### TASK DIRECTIONS
Only text is carried over. Reproduce the entries below exactly.

### THE INPUT
______________________________

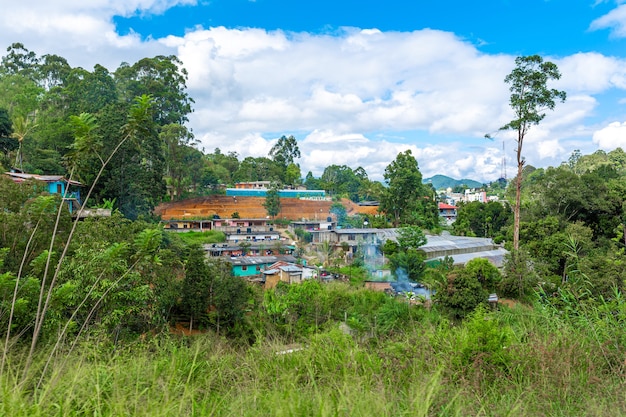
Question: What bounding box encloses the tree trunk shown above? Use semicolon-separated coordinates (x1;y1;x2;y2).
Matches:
513;131;524;251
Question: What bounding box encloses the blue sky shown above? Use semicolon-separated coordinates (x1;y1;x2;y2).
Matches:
3;0;626;182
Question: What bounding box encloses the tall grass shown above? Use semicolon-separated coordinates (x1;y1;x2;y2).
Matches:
3;300;626;416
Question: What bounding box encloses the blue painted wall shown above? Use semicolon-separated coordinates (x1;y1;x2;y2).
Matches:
226;189;325;198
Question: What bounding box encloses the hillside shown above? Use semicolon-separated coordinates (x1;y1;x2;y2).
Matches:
155;195;379;220
423;174;483;190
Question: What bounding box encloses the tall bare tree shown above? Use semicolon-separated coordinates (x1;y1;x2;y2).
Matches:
490;55;566;250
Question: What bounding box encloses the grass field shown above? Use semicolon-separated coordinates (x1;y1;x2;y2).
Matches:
3;299;626;417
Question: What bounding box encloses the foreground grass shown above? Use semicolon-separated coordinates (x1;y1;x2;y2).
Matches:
2;303;626;416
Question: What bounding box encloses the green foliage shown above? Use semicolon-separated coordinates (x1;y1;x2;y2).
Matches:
294;228;313;243
388;250;426;282
209;260;249;335
434;268;488;319
446;305;513;378
396;225;427;250
499;249;538;300
160;123;202;200
320;165;372;201
381;238;399;257
171;230;225;246
380;150;437;228
263;184;281;218
453;200;512;239
269;135;300;168
0;107;16;167
495;54;566;250
181;245;211;324
464;258;501;293
234;156;283;183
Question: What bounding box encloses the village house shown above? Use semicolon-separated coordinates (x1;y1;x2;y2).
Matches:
163;217;274;233
4;170;111;218
224;255;298;279
263;260;319;289
288;218;336;234
204;242;294;258
5;171;83;213
438;202;458;225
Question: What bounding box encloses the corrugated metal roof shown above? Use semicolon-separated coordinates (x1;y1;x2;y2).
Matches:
429;248;508;268
279;265;302;272
4;172;83;186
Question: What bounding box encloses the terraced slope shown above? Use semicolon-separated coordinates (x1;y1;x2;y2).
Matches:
155;196;379;220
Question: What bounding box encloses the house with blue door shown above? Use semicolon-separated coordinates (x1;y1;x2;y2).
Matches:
4;171;83;213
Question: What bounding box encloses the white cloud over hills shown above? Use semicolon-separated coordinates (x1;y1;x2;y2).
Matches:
3;1;626;182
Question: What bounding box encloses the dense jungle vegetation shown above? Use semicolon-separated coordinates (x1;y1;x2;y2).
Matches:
2;43;626;415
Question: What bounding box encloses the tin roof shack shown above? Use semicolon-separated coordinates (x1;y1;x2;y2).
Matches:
4;171;85;214
263;262;303;289
226;255;297;279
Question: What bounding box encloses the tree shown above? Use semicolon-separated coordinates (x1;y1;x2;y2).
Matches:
388;249;426;282
453;201;512;239
0;108;16;167
263;184;281;219
234;156;282;183
464;258;501;293
492;55;566;250
160;123;199;200
114;56;193;125
396;225;427;251
284;162;302;187
435;269;488;319
379;150;434;227
269;135;300;169
304;171;323;190
210;260;249;335
321;165;362;201
181;245;211;328
11;114;37;171
499;249;538;300
0;43;39;79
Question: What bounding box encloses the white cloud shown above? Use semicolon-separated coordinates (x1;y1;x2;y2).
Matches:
590;4;626;37
556;53;626;92
2;2;626;182
592;121;626;149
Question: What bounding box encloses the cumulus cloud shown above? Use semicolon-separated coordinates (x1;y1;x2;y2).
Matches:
593;121;626;149
2;2;626;182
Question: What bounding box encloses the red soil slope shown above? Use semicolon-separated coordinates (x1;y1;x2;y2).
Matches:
155;195;379;220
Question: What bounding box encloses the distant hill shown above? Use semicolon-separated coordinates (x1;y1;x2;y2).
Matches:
423;175;483;190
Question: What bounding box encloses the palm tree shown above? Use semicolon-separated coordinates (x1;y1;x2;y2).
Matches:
11;114;37;171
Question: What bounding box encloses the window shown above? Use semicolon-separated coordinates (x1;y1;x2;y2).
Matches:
242;265;248;271
348;234;356;241
256;266;261;271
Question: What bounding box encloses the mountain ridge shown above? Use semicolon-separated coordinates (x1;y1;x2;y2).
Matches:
423;175;483;190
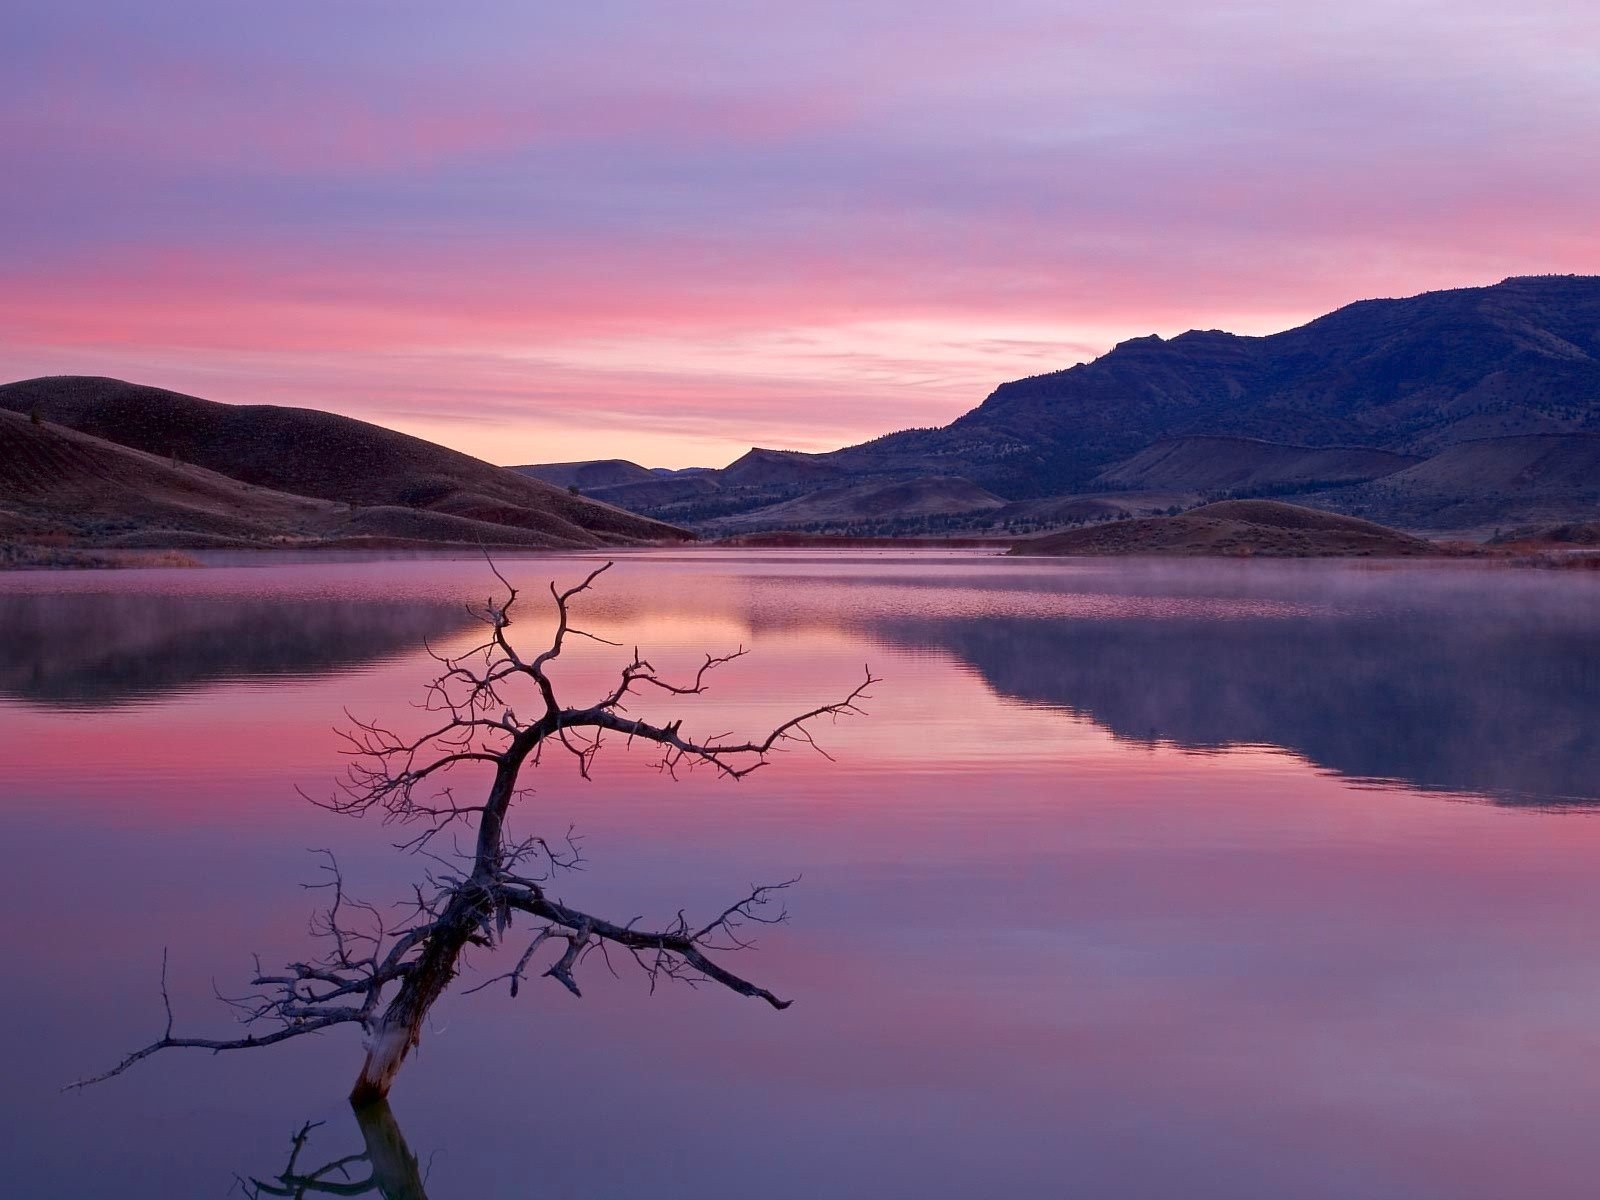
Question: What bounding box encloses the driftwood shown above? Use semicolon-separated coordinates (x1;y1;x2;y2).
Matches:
73;561;874;1102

______________________________

### SOLUTION FOR THIS EXERCISE
Question: What bounding box encloses the tree trunk shown above? Use semicolon-separated coordinates (x1;y1;x2;y2).
Matches:
513;131;524;251
Question: What bounding box encloses the blue sky shown above? Use semicolon-separated coordinates (x1;y1;x2;y2).
Matches:
3;0;626;182
Question: What bounding box encloses the tall grass shown above? Use semicolon-separated coordinates (x1;y1;x2;y2).
Matches:
3;300;626;416
Question: What bounding box encloses the blue painted wall shown above? Use semicolon-separated coordinates (x1;y1;x2;y2).
Matches:
226;189;325;198
Question: What bounding box encloses the hillside shown above? Use semicolon-separated coordinates (x1;y1;x2;y2).
Matches:
155;195;379;220
423;174;483;190
Question: What bounding box encloses the tall bare tree shown above? Use semicolon-separated coordinates (x1;y1;x2;y2).
Matches:
490;55;566;250
Question: What bounding box encloses the grass field shown above? Use semicolon-separated coordinates (x1;y1;x2;y2).
Matches:
3;299;626;417
Question: What bounding box encloses the foreground grass shown above? Use semicolon-separated coordinates (x1;y1;x2;y2).
Matches:
2;303;626;416
Question: What bounding box encloses the green foliage shown above? Use semicolon-separated coordinates (x1;y1;x2;y2).
Matches:
294;228;313;243
388;250;426;282
209;260;249;335
434;268;488;319
446;305;513;378
396;225;427;250
499;249;538;300
160;123;202;200
320;165;372;201
381;238;399;257
171;230;225;246
380;150;437;228
263;184;281;218
453;200;512;239
269;135;300;168
0;107;16;167
495;54;566;250
181;245;211;324
464;258;501;293
234;156;283;183
Question: What bounding box encloses the village house shown above? Use semicolon-separated coordinates (x1;y1;x2;y2).
Matches:
163;217;274;233
4;170;111;218
224;255;298;279
263;260;319;289
288;218;336;234
204;242;294;258
5;171;83;213
438;202;458;225
Question: What bounding box encloses the corrugated metal roof shown above? Use semicolon-separated coordinates (x1;y1;x2;y2).
Matches:
429;248;508;268
279;265;302;272
4;172;83;186
Question: What bounding box encloses the terraced slope shown above? Use semicolon-separated coordinates (x1;y1;x2;y2).
Matches:
155;196;379;220
Question: What bounding box encloses the house with blue door shown above? Use semicolon-separated coordinates (x1;y1;x2;y2).
Matches:
4;171;83;213
Question: What bounding box encloses the white cloud over hills shown above? Use semicolon-separated coordinates (x1;y1;x2;y2).
Matches:
3;1;626;182
Question: What bounding box encloses the dense jungle vegetation shown above? Use semicolon-separated coordinates (x1;y1;x2;y2).
Matches:
2;43;626;415
Question: What bounding box encloses the tin roof shack shown above? Use semicolon-separated coordinates (x1;y1;x2;y2).
Matches:
4;171;85;214
263;262;303;289
226;255;297;279
Question: What bounding box encloses the tree shown above? Use semicolon-separated coordinates (x1;y1;x2;y2).
Matches:
388;249;426;282
453;201;512;239
0;108;16;167
263;184;281;219
234;156;282;183
464;258;501;293
492;55;566;250
160;123;199;200
114;56;193;125
396;225;427;251
284;162;302;187
435;269;488;319
379;150;434;227
269;135;300;169
304;171;323;190
210;260;249;335
321;165;362;201
181;245;211;328
11;114;37;171
499;249;538;300
0;43;39;79
Question: What bounding box encloses the white cloud shown above? Use semicolon-separated coordinates (x1;y1;x2;y2).
Matches:
590;4;626;37
556;53;626;92
2;2;626;182
592;121;626;149
Question: What bounding box encloses the cumulus cloud shown above? Use semicolon-separated coordinates (x1;y1;x2;y2).
Matches:
593;121;626;149
2;2;626;182
Question: What bounding box encloses the red soil slope shown above? Use semicolon-separated coordinates (x1;y1;x2;y2).
Matches:
155;195;379;220
Question: What bounding box encloses the distant hill shown above? Use semicolon-separated coordinates (x1;y1;x2;y2).
Matches:
423;175;483;190
Question: What bounding box encloses the palm tree shown above? Use semicolon-separated coordinates (x1;y1;x2;y2).
Matches:
11;114;37;171
Question: What bounding box encloses the window shown above? Use semicolon-separated coordinates (x1;y1;x2;y2).
Matches:
242;265;248;271
348;234;356;241
256;266;261;271
Question: What bounding box encloses the mountain ridge shown above? Use semicolon-separated coordinates (x1;y1;x2;y2).
Matches:
423;175;483;190
Question: What bounding box encloses the driftwood shown above? Use semicolon-separated coordinates (x1;y1;x2;y2).
Matches:
73;561;874;1102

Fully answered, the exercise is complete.